Restate all of the data exactly.

## Start Data supplied

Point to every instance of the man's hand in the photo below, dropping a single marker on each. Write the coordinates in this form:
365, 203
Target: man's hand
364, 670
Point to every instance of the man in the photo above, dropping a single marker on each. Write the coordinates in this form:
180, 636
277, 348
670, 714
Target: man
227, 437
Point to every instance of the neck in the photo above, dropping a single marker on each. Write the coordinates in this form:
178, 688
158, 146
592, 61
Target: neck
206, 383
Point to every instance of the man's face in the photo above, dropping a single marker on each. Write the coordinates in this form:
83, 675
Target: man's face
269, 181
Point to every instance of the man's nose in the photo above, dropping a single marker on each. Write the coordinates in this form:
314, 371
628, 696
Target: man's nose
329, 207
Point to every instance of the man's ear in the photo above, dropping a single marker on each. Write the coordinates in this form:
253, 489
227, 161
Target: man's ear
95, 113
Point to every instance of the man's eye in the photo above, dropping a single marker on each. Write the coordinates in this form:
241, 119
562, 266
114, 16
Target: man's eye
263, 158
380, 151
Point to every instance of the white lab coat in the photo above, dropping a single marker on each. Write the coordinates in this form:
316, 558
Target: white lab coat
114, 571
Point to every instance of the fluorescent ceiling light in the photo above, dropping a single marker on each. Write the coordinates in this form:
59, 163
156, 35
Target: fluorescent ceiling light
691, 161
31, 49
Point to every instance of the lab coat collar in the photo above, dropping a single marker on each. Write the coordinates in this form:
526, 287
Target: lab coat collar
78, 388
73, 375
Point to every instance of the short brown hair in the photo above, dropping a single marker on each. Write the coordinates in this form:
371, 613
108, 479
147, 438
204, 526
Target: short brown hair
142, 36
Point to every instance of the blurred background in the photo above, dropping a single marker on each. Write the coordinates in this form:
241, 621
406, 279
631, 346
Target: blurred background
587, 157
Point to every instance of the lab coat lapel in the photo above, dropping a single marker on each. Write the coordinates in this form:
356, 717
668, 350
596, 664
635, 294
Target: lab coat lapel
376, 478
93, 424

## End Data supplied

Finished answer:
Point to every instance of the man's hand in the photo below, dropping a single marker on each. Write the coordinates in this form:
365, 203
Target: man's hand
364, 670
Point to every instance of the man in the photo above, dropping a single marker on each. Write the coordinates in this form:
180, 636
277, 348
670, 714
Target: man
227, 437
Point to every instance of the neck in the photo above, dropping a single marker on each. Write the coordinates in this form:
178, 688
158, 146
592, 61
Target: neck
206, 383
Point to every instance of the man's face in the photo above, dropping a single marker on each. Write the coordinates in this form:
83, 675
Target: man's face
269, 181
Point to every instance of the man's nose in the photo above, dropping a single marker on each. Write the coordinates in this form:
314, 371
628, 696
Target: man's nose
329, 207
Point to every instance of the man's ear in the photo above, dropping a single marker on each. Write the coordinates in this form:
253, 489
227, 161
Target: man's ear
95, 113
Point to every instance of the man's eye in the photo above, dropping a single marker on each. Write the coordinates in this form:
241, 119
562, 266
114, 16
Target: man's eye
263, 158
380, 151
Point to every instance of the white lab coat in the photo above, dropping a single marker on each. Write the coordinates in this form:
316, 558
Target: white lab coat
114, 571
Point to every instance of the fluorescent ceiling light in the photo above, dropping a single marker on each. Write the coordinates in this form:
59, 163
156, 35
Target: fluorescent ceiling light
691, 161
31, 49
Point to every instance of the lab coat collar in the photo above, dropping a single marker on each. Write the coordinates in this form:
526, 287
Target: lab coat collar
78, 388
73, 375
Point to every instance of the short brown hair in the photo above, dropping a single marker on each. Write the coordinates in this form:
371, 613
108, 479
147, 438
204, 526
Target: short brown hair
142, 36
Point to every instance of the blurred background in the photo above, dropping a single marker on each. Write the coordinates in this form:
241, 621
406, 279
631, 346
Target: blurred background
587, 157
Point to every instance of the lab coat lapel in the photo above, dropping a single marker on each. Write the coordinates in this form:
356, 717
668, 350
596, 664
635, 294
Target: lab coat lapel
376, 478
93, 424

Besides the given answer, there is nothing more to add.